• _INFORMATION SHOWN_:
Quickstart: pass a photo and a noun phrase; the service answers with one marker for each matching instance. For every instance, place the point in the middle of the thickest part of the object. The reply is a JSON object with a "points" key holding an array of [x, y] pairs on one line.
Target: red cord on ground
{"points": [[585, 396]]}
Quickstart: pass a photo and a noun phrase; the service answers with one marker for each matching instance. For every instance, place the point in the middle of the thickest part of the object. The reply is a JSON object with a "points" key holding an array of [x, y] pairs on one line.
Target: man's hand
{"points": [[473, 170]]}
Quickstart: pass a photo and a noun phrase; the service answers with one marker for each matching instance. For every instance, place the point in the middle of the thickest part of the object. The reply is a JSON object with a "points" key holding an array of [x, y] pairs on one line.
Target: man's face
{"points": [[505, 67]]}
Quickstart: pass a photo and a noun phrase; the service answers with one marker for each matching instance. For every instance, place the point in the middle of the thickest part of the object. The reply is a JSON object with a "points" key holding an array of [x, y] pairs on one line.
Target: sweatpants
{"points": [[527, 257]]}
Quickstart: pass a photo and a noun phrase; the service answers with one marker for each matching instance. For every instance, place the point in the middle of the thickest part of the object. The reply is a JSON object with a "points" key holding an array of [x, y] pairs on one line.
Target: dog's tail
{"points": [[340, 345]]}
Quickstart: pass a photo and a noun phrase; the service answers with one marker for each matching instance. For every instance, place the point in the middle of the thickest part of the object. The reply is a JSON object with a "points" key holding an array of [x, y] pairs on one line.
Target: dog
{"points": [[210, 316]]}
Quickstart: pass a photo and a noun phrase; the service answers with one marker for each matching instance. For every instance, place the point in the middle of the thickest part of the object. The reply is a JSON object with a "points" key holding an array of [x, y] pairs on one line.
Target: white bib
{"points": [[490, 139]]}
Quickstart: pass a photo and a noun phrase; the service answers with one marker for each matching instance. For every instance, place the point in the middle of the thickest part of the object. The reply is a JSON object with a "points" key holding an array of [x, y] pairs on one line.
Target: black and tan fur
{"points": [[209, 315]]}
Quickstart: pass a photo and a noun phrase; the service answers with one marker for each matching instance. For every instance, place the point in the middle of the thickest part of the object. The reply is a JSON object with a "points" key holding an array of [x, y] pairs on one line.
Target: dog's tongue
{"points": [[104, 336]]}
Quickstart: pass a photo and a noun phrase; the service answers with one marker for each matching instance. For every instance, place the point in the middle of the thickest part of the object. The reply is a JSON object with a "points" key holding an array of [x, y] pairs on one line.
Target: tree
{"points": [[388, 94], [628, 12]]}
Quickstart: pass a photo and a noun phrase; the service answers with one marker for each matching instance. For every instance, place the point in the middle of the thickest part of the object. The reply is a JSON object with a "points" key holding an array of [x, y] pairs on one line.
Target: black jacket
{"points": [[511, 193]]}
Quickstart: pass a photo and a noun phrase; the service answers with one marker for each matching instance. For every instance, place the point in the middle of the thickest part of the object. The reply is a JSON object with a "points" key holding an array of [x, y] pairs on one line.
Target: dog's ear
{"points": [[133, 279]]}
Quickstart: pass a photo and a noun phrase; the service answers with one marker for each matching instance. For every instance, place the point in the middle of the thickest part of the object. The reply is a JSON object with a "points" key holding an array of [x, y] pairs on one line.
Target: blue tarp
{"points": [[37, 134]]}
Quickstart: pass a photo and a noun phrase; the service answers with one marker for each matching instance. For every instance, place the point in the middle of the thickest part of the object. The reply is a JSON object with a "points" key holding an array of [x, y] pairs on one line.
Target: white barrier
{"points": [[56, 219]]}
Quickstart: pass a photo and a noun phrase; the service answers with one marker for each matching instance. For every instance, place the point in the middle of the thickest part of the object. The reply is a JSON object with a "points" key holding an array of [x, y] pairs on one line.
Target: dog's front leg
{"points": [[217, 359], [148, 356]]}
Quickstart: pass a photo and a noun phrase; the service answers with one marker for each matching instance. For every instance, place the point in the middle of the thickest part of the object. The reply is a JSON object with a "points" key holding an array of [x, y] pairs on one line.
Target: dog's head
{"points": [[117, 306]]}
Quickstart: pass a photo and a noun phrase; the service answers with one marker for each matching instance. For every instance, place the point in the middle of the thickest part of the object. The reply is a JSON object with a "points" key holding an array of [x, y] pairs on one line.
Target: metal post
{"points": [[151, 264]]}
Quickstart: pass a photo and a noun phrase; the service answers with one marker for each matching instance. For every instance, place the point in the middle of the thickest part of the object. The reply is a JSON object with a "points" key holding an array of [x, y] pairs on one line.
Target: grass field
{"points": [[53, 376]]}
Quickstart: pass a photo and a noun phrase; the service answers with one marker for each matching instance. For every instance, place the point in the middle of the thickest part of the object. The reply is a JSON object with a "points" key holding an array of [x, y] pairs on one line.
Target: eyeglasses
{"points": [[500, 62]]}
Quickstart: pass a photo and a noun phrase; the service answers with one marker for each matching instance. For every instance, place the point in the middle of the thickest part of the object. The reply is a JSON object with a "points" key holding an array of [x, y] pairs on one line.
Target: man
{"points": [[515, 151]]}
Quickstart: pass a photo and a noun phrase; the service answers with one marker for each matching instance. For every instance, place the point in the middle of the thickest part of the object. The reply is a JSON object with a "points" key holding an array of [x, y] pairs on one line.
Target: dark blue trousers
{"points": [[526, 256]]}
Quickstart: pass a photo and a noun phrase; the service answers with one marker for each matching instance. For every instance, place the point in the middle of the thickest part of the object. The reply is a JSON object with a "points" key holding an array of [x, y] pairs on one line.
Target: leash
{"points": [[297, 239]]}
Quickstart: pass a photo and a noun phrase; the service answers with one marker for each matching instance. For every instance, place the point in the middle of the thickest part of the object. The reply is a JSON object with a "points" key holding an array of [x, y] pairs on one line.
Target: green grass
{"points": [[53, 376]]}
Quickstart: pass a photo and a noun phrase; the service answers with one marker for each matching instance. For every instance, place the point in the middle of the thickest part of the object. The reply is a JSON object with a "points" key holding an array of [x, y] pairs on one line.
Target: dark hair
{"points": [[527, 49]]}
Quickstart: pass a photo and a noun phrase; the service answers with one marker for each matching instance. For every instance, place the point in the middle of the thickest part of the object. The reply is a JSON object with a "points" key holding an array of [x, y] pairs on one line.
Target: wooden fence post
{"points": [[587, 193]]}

• _CHALLENGE_:
Give every line of the material again, exactly as it reads.

• _TASK SOLUTION_:
Quickstart: pass a photo and a noun phrase; the service answers with one marker for each matching instance. For every instance, place the point in the middle of the thickest part of the object. The reply is a JSON object with a "points" key holding an array of [x, y] pairs on one line.
Target: red cord on ground
{"points": [[585, 396]]}
Quickstart: pass a photo and a noun phrase; the service answers with one marker for each matching instance. For every instance, place the point in the middle of the thickest part of the object. The reply is a JSON object with a "points" key holding an array of [x, y] pairs on one line.
Target: man's hand
{"points": [[473, 170]]}
Quickstart: pass a photo and a noun phrase; the service answers with one marker for each matching instance. For every instance, place the point in the middle of the thickest part of the object. The reply is a JSON object with a "points" key holding an array of [x, y] pairs on one line.
Target: man's face
{"points": [[505, 67]]}
Quickstart: pass a photo and a noun phrase; the service answers with one marker for each matching instance. For every instance, place the point in the middle of the thickest part of the object. The reply is a JSON object with a "points" key holding an array of [x, y] pairs on one line.
Target: sweatpants
{"points": [[527, 257]]}
Quickstart: pass a photo and a noun phrase; the service answers with one marker for each matching instance. For every instance, place the point in the middle of the thickest part of the object. The reply is a JSON object with a "points" key holding an array of [x, y] pairs on one line.
Target: dog's tail
{"points": [[340, 345]]}
Quickstart: pass a photo and a noun phrase; the service answers with one marker for each matching instance. For every instance, place the point in the middle of the thickest part of the object. The reply is a JSON object with a "points" key holding an array of [x, y] pairs on one line.
Target: dog
{"points": [[210, 316]]}
Quickstart: pass a photo and a noun phrase; the service answers with one marker for each matching instance. For every instance, place the point in the middle of the thickest part of the object. The reply is a JSON object with a "points" key holding an array of [x, y] pairs on one line.
Target: white bib
{"points": [[490, 139]]}
Quickstart: pass a photo and a noun phrase; the service answers with one marker for each matching instance. For every instance, place the point in the middle of the thickest part of the object. The reply is a JSON object with a "points" key holding an array of [x, y] pairs on one line.
Target: black and tan fur
{"points": [[209, 315]]}
Quickstart: pass a photo and a noun phrase; the service answers with one marker for each matching instance. For every instance, place the point in the middle of the thickest part of the object. The reply is a JSON object with a "points" key holding an array of [x, y] pairs on one line.
Target: dog's tongue
{"points": [[104, 336]]}
Quickstart: pass a photo and a noun phrase; the service answers with one marker for each matching instance. For every instance, place the point in the middle of the thickest part of the object. The reply is a JSON object with a "points" key holding an array of [x, y] pairs on one line.
Target: tree
{"points": [[388, 94], [628, 12]]}
Quickstart: pass a photo and a noun phrase; the service answers with one marker for each matching instance. For every instance, place the point in the middle of the thickest part of the object. The reply is a JSON object with a "points" key holding an array of [x, y] pairs on one line.
Target: black jacket
{"points": [[511, 193]]}
Quickstart: pass a photo and a noun phrase; the service answers with one marker for each matching instance. For every instance, place the point in the middle of the thickest part of the object. The reply is a JSON object with a "points" key holding an array of [x, y] pairs on one line.
Target: dog's ear
{"points": [[133, 279]]}
Quickstart: pass a photo and a noun phrase; the service answers with one marker for each matching instance. For every instance, place the point in the middle of the thickest part of the object. The reply is a JSON object with a "points" key holding an array of [x, y] pairs on one line.
Target: blue tarp
{"points": [[37, 134]]}
Quickstart: pass a photo and a noun phrase; the service answers with one marker for each matching instance. For every instance, place the point in the middle of the thickest part of the object. The reply is a JSON object with a "points" key holding an array of [x, y] pairs on one line.
Target: white barrier
{"points": [[56, 219]]}
Quickstart: pass a photo and a noun phrase; the service answers with one marker for each matching instance. For every instance, place the point in the middle of the thickest part of the object. The reply is a JSON object with a "points" key holding an array of [x, y] pairs on one line.
Target: dog's front leg
{"points": [[217, 359], [148, 356]]}
Quickstart: pass a photo and a noun phrase; the service answers with one marker for each matching instance. For every instance, place the point in the middle of the thickest part of the object. The reply is a JSON object with a "points" key holding an array of [x, y] pairs on one line.
Target: dog's head
{"points": [[117, 306]]}
Quickstart: pass a photo and a noun phrase; the service answers with one marker for each matching instance. For every instance, place the point in the middle of the thickest part of the object. The reply is a JSON object with a "points" key holding an array of [x, y] pairs on one line.
Target: metal post
{"points": [[151, 264]]}
Quickstart: pass a photo and a noun phrase; the service answers with one marker for each matching instance. For every instance, place the point in the middle of the thickest part of the object. The reply is a JSON object with a "points" key holding an array of [x, y] pairs on one line.
Target: grass field
{"points": [[53, 376]]}
Quickstart: pass a photo and a noun phrase; the service answers with one marker for each matching instance. For every instance, place the point in the middle of the thickest part of the object. The reply is a JSON object with a "points" key holding an array of [x, y] pairs on one line.
Target: eyeglasses
{"points": [[500, 62]]}
Quickstart: pass a photo and a noun phrase; the service answers with one marker for each matching instance. For every instance, place the point in the middle of the thickest part of the object. The reply is a JSON object with a "points" key holding an array of [x, y] pairs on one line.
Target: man
{"points": [[515, 151]]}
Quickstart: pass a photo and a noun phrase; the service answers with one marker for each matching instance. For every instance, place the point in the middle of the thickest part of the object. The reply is a JSON object with a "points" key holding an array of [x, y] pairs on one line.
Target: dark blue trousers
{"points": [[526, 256]]}
Quickstart: pass a photo and a noun phrase; the service answers with one marker for each matching instance. For every instance, place the point in the middle of the thickest part of the object. The reply is a JSON object with a "points" key holding an array of [x, y] pairs on one line.
Target: leash
{"points": [[297, 239]]}
Quickstart: pass a photo and a noun phrase; the service answers with one marker for each matching instance. For every instance, place the point in the middle of the thickest part of the object. The reply is a JSON object with a "points" key holding an array of [x, y] pairs on one line.
Target: green grass
{"points": [[53, 376]]}
Quickstart: pass a photo and a noun phrase; the service answers with one marker for each matching instance. For every instance, place the point in the middle of the thickest part of the object. The reply is a JSON object with a "points" key holding an array of [x, y] pairs on one line.
Target: dark hair
{"points": [[527, 49]]}
Quickstart: pass a photo and a noun phrase; the service answers with one marker for each matching instance. For every instance, place the point in the middle of the thickest part of the object. The reply is a JSON object with a "points" key holding an array of [x, y] pairs on one line.
Target: wooden fence post
{"points": [[587, 193]]}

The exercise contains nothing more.